> _WHAT THE EXERCISE ASKS_
Rewrite the entries in the part that opens with the line containing "Q: Mark a point on every instance of the silhouetted" and closes with the line containing "Target: hazy sky", putting "Label" wherever "Target" appears and leaving everything else as it is. Return only those lines.

________________________________________

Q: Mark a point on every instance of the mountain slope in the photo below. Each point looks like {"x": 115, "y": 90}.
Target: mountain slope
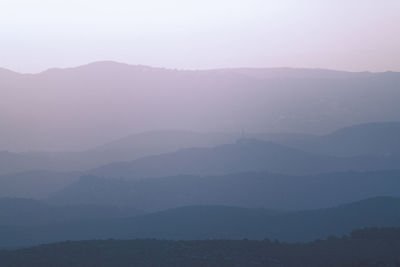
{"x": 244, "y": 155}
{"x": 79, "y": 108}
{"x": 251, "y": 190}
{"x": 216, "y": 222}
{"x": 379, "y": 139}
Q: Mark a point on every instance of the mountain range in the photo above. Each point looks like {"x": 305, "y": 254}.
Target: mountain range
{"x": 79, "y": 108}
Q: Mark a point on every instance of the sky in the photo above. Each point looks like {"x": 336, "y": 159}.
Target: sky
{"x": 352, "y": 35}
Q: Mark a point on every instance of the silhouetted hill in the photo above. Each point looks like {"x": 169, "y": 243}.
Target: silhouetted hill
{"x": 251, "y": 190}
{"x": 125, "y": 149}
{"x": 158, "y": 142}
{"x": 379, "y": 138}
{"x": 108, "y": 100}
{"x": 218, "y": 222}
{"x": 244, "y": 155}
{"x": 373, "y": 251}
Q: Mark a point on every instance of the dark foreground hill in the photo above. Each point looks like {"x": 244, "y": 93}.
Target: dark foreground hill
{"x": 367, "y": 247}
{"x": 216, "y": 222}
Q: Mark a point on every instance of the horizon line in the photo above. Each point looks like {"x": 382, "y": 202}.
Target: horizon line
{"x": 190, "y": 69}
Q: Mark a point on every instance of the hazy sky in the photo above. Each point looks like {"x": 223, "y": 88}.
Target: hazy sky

________________________________________

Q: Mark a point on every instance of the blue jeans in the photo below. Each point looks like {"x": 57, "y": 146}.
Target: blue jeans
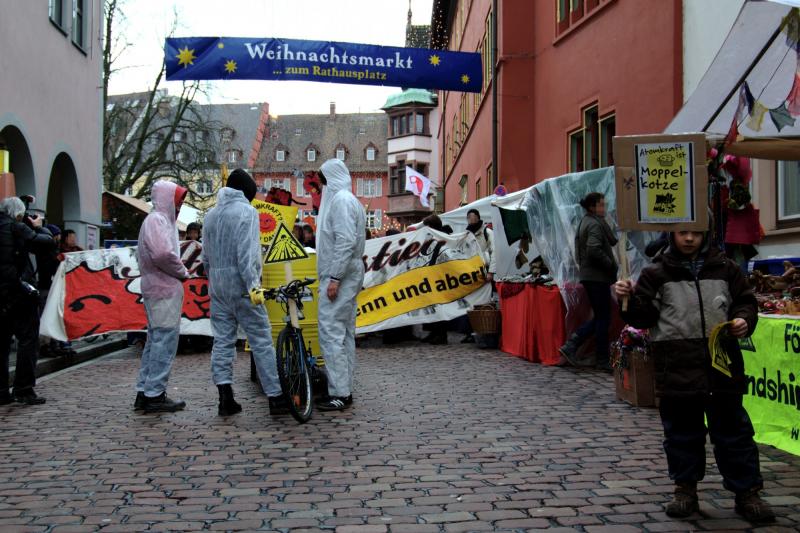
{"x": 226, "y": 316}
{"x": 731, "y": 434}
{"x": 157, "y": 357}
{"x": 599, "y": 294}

________________________________________

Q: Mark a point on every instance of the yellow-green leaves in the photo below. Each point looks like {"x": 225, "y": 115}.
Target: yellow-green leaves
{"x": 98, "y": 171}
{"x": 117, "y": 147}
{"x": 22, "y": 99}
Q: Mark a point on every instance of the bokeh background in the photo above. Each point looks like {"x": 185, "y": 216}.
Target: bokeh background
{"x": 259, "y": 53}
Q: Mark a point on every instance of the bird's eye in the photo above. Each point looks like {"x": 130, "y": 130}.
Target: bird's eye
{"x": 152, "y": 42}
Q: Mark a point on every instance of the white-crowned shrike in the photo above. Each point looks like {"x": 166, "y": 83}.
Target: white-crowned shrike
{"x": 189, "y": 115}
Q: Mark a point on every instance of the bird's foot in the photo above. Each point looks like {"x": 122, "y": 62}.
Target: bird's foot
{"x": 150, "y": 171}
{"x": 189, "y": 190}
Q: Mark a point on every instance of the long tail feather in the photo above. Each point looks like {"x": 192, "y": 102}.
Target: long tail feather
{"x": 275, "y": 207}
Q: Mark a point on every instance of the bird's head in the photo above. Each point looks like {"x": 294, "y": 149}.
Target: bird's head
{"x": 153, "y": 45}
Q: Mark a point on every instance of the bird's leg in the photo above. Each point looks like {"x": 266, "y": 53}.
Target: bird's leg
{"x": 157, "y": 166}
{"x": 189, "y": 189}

________________________________________

> _TASK RESPONSE_
Q: Mark a point on every instance of the silhouetted hill in the photo above. Each point looks like {"x": 169, "y": 243}.
Label: silhouetted hill
{"x": 251, "y": 190}
{"x": 125, "y": 149}
{"x": 158, "y": 142}
{"x": 379, "y": 138}
{"x": 108, "y": 100}
{"x": 218, "y": 222}
{"x": 244, "y": 155}
{"x": 373, "y": 251}
Q: Mark a point on every instance of the dark foreground hill in the photo above. Each point looks like {"x": 244, "y": 93}.
Label: dark foreground hill
{"x": 367, "y": 247}
{"x": 216, "y": 222}
Q: Mark a point on every instance of the horizon line in the photo above. Each point looks like {"x": 382, "y": 202}.
Label: horizon line
{"x": 190, "y": 69}
Q: Mark a point on every instance of the hazy sky in the photo above. Each point looks like {"x": 223, "y": 88}.
Label: hazy sky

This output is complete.